What is expected =>
Set down the stretch of the text on the Muth case from "Canan also that" through "but ultimately relented.", copying it word for word.

Details about Muth’s condition were discussed privately at the judge’s bench, and Canan ordered the discussion temporarily sealed.

Muth stopped eating two months ago and has refused treatment. In a Jan. 12 letter to Canan in which he cited “my faith,” he wrote that “under no circumstances whatsoever am I to be given any medical treatment!” When he began his fast, Muth said he wanted his remains to be sent to an Army “liaison” if he died in jail.

Canan also that Muth, who fired his attorneys in November, can no longer represent himself. He will be represented by attorneys from the District’s Public Defender Service.

“Mr. Muth is mentally and physically incapable of representing himself. His right to represent himself is suspended,” Canan said. At a November hearing, the judge had tried to dissuade Muth from representing himself but ultimately relented.

Prosecutors have said that Muth, who was born in Germany, pretended to be an Iraqi general and had a long list of fabricated credentials that included East German spy, CIA operative, Albanian count and Arab sheik.

Drath’s body was found in a second-floor bathroom of the home that she and Muth shared in the 3200 block of Q St. NW. Muth called police and said his wife died from a fall, but a medical examiner ruled that she had been strangled and beaten.

In November, Muth told Canan he believed Drath’s death was a “hit” ordered by Iranian agents.

Viola Herms was born in Dusseldorf in 1920. She studied English and wrote plays, meeting U.S. Army Lt. Col. Francis S. Drath in Germany after World War II. They soon married and moved to Nebraska. They moved to Washington in 1968, and she became a correspondent for a German newspaper.

Col. Drath died of cancer in 1986, and Viola Drath married Muth in 1990.

Muth and Drath had a tempestuous relationship. In 1992, he was charged with domestic assault and served time in jail; he became romantically involved with a man, moving into his apartment, 10 years later after another alleged attack.

Given information =>
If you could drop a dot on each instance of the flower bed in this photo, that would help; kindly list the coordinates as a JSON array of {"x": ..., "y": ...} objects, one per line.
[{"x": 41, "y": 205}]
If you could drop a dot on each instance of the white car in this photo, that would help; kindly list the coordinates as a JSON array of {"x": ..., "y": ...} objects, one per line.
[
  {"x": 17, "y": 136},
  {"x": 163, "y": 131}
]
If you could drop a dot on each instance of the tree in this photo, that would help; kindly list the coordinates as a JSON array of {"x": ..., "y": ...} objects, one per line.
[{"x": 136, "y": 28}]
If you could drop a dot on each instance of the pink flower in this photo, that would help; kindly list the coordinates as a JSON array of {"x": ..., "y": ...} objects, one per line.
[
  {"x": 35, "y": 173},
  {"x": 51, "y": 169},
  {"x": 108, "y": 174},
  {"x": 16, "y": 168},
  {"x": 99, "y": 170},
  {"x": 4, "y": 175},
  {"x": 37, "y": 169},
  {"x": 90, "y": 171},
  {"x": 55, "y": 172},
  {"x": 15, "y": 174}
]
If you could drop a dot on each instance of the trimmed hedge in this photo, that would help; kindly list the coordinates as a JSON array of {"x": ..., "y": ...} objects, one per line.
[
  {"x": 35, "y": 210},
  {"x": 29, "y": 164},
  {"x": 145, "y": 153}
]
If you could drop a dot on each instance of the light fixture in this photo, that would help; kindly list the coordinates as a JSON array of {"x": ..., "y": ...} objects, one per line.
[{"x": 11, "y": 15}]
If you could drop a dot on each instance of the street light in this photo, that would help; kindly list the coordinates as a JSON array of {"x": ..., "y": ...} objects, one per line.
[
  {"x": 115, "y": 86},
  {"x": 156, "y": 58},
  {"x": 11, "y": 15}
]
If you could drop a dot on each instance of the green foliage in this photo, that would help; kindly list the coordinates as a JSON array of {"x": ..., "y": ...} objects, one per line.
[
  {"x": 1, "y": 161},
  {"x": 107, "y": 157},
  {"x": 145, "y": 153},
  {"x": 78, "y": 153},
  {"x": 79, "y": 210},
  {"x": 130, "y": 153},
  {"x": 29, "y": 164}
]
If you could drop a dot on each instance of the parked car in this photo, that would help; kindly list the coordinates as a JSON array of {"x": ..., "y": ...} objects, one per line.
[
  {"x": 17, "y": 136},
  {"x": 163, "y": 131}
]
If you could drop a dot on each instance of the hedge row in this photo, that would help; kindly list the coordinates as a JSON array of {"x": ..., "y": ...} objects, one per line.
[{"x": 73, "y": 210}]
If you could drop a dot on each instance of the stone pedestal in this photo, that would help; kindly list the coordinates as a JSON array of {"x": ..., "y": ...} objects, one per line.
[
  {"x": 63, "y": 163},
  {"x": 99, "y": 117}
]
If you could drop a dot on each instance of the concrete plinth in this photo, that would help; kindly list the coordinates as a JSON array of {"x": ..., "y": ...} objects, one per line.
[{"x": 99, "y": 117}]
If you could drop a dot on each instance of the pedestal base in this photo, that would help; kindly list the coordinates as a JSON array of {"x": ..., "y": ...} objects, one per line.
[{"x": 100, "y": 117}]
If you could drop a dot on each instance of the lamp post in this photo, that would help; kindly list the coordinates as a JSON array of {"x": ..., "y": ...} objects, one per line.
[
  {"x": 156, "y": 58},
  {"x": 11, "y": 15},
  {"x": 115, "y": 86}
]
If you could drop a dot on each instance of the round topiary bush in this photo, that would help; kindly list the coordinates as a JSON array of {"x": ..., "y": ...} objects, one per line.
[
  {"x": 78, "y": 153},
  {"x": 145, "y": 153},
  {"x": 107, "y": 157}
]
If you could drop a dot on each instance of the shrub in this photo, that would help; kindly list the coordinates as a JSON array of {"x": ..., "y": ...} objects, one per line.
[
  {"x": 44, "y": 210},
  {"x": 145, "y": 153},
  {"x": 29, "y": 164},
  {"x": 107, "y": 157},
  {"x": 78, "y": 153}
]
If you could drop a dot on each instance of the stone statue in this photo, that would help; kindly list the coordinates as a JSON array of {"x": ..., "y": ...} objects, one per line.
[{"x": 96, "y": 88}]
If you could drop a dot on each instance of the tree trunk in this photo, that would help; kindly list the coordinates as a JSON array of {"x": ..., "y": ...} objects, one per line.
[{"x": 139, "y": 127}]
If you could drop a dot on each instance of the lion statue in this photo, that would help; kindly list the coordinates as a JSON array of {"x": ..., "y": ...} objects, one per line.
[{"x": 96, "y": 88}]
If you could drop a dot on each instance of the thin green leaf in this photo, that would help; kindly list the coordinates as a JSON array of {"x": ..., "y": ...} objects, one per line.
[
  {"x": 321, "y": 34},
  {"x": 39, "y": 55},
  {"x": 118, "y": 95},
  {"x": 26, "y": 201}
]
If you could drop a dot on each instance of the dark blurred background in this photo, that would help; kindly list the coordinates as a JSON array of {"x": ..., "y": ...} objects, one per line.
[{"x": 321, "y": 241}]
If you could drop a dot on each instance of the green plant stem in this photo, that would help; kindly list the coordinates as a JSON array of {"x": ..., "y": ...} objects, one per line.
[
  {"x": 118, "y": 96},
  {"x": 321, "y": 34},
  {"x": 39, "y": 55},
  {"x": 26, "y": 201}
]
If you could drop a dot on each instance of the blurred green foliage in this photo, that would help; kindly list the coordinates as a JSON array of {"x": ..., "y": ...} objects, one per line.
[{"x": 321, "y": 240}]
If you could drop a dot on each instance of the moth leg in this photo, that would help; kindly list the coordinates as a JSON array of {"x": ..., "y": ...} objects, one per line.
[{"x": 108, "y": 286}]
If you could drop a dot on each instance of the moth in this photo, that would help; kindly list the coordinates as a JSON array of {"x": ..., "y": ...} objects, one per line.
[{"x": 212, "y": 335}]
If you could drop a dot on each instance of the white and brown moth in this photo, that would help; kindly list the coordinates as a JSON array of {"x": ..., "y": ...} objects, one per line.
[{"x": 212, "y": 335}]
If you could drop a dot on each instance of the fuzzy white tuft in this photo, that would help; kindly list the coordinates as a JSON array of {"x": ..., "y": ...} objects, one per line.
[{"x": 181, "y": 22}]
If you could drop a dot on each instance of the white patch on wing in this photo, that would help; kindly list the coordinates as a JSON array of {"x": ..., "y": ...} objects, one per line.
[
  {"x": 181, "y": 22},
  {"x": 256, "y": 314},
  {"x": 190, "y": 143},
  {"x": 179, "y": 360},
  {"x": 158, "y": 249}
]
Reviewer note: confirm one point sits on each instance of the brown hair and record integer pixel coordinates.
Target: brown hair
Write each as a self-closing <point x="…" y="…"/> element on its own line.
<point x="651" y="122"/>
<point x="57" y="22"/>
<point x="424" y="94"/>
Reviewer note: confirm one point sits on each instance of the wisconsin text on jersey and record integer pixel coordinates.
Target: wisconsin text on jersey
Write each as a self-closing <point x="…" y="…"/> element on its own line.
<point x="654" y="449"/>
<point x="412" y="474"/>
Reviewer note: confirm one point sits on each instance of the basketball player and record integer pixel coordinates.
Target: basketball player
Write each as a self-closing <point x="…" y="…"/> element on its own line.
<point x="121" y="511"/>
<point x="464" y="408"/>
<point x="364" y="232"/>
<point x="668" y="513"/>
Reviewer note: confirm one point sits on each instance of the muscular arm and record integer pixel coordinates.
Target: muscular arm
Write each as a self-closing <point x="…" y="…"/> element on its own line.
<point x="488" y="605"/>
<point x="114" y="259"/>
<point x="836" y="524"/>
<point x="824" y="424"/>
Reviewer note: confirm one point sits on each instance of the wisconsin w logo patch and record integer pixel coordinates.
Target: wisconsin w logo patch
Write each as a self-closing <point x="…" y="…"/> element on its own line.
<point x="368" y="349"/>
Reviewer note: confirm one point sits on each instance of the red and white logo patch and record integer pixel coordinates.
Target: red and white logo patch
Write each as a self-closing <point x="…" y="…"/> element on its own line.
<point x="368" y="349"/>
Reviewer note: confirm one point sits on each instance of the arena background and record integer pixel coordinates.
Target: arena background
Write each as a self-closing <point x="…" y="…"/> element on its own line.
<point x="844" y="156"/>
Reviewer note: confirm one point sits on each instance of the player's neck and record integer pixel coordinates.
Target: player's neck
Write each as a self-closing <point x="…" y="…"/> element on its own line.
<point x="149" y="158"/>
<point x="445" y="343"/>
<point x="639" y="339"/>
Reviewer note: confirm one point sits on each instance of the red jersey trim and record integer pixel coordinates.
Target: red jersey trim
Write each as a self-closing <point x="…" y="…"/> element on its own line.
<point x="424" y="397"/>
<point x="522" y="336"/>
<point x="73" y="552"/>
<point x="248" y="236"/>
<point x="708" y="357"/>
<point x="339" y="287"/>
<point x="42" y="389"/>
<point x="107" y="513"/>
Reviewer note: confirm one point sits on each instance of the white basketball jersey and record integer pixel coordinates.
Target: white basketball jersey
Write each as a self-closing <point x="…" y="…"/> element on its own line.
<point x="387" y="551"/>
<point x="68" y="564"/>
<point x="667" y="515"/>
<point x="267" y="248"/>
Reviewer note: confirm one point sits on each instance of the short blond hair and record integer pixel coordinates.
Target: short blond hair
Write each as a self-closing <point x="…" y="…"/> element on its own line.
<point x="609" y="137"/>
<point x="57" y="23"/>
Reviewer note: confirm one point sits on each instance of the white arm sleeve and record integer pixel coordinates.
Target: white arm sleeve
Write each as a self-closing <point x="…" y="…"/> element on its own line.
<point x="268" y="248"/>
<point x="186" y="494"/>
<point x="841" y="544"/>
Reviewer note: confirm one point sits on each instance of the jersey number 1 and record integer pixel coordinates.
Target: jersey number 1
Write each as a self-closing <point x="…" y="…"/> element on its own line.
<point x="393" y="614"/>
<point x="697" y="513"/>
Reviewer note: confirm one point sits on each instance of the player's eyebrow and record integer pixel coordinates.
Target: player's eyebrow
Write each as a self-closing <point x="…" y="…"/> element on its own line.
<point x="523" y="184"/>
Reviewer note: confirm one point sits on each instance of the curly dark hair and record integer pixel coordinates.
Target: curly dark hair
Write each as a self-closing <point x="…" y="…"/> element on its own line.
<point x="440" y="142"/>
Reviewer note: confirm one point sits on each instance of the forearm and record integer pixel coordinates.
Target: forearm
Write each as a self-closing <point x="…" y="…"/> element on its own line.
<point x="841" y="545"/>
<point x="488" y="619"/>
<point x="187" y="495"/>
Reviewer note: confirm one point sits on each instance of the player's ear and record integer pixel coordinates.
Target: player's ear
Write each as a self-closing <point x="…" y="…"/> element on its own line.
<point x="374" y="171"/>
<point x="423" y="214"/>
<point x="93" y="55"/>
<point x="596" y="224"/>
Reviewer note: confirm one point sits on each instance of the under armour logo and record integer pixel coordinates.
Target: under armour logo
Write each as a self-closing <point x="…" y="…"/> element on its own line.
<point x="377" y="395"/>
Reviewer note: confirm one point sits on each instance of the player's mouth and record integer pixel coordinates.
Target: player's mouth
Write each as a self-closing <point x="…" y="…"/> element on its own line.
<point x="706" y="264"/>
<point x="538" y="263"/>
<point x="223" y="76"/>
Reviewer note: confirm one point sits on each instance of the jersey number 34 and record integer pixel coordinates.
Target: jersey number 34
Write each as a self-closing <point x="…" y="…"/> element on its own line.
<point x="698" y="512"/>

Solution =>
Canan also that Muth, who fired his attorneys in November, can no longer represent himself. He will be represented by attorneys from the District’s Public Defender Service.

“Mr. Muth is mentally and physically incapable of representing himself. His right to represent himself is suspended,” Canan said. At a November hearing, the judge had tried to dissuade Muth from representing himself but ultimately relented.